↓

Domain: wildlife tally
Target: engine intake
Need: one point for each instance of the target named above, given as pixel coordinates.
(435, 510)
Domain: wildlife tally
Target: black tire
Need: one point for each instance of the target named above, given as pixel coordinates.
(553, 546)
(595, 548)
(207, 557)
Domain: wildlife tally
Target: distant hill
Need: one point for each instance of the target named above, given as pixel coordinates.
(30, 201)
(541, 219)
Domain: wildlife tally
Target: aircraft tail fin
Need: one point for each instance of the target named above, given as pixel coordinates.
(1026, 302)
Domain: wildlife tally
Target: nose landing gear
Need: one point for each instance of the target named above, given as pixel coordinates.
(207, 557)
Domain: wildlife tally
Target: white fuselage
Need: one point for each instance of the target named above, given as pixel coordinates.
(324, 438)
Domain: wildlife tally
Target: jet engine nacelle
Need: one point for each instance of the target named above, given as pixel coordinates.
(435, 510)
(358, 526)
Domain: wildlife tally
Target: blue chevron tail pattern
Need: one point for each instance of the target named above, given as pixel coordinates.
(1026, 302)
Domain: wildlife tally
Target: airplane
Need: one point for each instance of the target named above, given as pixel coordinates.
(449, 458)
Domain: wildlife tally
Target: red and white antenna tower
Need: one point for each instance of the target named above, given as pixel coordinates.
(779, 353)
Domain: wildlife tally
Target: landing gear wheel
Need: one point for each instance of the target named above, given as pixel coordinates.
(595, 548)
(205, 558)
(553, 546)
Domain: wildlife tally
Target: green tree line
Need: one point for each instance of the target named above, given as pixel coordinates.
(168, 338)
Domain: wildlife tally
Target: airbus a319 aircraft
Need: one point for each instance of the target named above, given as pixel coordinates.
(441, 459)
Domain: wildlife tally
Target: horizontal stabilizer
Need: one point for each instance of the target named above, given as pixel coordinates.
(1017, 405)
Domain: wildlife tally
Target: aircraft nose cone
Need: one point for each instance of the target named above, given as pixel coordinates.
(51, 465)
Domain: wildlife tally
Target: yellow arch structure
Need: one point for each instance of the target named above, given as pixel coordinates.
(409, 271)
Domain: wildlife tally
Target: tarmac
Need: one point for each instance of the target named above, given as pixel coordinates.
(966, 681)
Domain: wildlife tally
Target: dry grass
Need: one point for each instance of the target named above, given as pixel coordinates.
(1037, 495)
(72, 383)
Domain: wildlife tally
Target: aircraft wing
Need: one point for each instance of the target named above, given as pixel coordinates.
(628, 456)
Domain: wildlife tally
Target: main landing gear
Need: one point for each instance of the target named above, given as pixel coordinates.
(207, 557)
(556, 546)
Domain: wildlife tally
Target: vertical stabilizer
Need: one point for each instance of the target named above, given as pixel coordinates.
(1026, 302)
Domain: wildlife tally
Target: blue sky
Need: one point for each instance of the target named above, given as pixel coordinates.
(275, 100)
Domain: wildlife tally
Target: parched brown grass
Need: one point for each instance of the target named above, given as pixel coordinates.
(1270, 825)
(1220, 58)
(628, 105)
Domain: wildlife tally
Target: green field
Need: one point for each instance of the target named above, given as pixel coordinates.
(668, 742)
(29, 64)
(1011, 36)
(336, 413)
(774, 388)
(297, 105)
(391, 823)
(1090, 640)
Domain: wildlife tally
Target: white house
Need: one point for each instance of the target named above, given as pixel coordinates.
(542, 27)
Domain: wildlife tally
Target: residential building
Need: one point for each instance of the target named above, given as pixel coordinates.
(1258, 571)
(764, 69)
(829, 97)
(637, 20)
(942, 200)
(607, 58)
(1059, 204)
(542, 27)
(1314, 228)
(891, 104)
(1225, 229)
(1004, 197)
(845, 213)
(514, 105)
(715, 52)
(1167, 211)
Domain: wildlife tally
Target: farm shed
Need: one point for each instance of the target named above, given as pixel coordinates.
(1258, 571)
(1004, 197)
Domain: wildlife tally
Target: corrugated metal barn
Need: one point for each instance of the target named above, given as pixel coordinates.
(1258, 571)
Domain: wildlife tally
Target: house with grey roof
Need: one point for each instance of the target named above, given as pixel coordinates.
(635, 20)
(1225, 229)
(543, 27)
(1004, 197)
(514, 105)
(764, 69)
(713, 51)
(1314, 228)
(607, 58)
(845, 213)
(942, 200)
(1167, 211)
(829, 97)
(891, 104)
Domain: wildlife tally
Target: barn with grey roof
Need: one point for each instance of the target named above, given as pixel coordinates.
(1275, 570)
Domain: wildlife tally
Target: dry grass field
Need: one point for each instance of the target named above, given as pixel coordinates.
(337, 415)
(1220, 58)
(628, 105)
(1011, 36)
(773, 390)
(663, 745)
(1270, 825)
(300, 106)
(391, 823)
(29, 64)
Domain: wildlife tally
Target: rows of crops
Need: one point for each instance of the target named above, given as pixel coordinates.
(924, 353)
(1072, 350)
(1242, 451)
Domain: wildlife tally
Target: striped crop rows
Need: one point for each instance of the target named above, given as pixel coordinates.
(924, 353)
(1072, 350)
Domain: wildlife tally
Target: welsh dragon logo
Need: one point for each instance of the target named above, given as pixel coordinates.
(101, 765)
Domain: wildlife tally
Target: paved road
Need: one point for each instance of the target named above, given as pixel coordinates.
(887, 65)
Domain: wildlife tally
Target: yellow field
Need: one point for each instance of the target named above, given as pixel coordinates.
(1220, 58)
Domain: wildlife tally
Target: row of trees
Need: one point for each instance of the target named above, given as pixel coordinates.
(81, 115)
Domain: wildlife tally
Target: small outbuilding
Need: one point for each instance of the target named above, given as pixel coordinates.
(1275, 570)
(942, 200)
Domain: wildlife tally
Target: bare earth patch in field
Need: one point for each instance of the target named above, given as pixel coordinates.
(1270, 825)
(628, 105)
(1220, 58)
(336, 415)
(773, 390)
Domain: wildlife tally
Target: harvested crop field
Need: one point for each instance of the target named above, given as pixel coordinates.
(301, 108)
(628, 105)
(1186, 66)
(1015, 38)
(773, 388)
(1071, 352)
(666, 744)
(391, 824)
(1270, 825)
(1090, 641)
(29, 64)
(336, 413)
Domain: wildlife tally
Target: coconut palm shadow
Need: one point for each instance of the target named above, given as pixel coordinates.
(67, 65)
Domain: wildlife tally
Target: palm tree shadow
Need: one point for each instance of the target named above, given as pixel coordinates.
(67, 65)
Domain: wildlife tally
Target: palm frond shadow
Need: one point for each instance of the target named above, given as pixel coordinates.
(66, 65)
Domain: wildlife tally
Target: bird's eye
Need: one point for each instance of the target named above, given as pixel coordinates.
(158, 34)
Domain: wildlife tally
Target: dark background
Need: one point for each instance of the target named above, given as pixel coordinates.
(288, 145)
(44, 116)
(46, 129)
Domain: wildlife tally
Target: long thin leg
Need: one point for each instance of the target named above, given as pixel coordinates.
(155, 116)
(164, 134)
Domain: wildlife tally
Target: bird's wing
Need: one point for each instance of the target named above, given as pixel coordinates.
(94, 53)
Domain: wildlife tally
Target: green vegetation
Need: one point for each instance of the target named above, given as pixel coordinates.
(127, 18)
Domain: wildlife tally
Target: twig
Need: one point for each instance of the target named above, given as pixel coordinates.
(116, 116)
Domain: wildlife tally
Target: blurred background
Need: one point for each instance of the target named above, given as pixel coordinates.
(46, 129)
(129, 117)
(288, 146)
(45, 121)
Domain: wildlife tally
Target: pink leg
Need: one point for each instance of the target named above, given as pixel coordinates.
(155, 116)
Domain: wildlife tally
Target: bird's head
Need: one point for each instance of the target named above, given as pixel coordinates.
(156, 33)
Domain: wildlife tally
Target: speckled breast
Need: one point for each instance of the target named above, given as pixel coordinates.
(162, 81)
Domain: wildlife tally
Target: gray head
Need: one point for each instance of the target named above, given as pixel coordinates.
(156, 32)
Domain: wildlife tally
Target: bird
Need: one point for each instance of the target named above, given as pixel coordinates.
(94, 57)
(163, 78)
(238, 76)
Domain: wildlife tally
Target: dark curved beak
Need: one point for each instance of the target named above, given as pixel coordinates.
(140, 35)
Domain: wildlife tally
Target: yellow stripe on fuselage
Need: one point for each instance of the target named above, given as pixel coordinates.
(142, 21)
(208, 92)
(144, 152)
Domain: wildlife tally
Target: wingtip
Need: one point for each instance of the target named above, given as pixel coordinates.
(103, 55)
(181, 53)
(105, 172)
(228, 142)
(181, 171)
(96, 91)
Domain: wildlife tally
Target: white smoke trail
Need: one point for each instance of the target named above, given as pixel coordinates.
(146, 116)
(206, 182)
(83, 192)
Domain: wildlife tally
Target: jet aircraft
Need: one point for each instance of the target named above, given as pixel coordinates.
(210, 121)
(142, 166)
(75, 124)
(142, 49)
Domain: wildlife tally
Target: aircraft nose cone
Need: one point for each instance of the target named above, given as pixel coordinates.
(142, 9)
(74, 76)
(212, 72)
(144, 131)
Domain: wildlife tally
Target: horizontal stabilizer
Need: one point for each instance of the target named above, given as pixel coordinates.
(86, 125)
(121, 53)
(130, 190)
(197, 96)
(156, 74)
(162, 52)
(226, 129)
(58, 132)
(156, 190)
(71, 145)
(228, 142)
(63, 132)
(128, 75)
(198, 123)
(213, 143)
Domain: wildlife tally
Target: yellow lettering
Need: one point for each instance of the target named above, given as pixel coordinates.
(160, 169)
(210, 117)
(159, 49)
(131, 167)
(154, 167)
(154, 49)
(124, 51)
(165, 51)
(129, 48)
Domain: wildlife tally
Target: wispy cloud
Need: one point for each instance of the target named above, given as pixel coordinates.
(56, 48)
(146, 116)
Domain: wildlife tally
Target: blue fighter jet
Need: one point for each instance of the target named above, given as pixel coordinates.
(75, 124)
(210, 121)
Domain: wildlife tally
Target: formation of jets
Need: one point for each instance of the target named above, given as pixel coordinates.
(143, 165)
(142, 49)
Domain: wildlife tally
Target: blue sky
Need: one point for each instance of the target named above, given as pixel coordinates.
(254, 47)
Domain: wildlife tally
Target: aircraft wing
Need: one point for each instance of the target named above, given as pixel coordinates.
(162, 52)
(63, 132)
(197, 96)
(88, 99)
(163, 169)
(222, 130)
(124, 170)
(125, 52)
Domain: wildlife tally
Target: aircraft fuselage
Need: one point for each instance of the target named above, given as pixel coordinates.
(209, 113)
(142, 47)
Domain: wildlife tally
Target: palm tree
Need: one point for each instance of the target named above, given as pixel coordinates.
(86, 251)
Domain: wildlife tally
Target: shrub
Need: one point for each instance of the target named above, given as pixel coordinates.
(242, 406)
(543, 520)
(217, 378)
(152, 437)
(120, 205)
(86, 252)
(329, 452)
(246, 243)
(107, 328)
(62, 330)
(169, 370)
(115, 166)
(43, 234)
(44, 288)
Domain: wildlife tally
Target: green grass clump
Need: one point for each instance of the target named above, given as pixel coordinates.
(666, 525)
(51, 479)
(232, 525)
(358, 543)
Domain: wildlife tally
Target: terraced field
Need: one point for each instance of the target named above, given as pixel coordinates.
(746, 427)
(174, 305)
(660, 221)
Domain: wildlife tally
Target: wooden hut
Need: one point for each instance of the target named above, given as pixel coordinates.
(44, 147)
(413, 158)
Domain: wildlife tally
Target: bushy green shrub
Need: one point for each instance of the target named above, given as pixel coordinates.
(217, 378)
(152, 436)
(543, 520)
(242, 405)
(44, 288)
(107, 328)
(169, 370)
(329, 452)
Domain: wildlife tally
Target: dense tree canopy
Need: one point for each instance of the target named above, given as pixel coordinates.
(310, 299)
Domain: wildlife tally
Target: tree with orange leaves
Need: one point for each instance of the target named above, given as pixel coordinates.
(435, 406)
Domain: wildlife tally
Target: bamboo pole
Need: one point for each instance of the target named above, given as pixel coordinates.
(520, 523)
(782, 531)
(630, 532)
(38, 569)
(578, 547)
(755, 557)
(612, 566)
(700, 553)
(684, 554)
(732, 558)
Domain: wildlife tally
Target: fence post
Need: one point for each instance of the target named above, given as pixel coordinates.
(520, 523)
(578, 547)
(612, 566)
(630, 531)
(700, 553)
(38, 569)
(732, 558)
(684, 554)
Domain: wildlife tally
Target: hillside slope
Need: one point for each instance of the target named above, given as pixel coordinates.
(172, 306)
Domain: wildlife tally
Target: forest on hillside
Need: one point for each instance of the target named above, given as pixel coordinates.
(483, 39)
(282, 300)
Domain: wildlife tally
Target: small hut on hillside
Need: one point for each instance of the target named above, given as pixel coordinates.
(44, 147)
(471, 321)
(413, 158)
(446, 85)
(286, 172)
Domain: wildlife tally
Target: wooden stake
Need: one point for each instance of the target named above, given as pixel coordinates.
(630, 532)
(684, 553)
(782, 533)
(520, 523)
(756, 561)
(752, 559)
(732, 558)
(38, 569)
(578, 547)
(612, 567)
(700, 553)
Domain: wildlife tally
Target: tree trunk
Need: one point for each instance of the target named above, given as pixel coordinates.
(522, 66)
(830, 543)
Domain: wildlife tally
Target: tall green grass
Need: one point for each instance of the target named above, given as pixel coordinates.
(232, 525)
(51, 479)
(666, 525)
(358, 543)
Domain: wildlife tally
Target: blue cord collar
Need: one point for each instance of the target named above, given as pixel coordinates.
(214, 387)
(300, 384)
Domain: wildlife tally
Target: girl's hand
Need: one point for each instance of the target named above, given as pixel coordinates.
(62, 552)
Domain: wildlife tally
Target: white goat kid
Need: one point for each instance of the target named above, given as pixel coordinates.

↑

* _Problem description_
Pick out each line of the records that contains the word "background", and copy those lines.

* _Solution below_
Target: dark background
Target: blurred background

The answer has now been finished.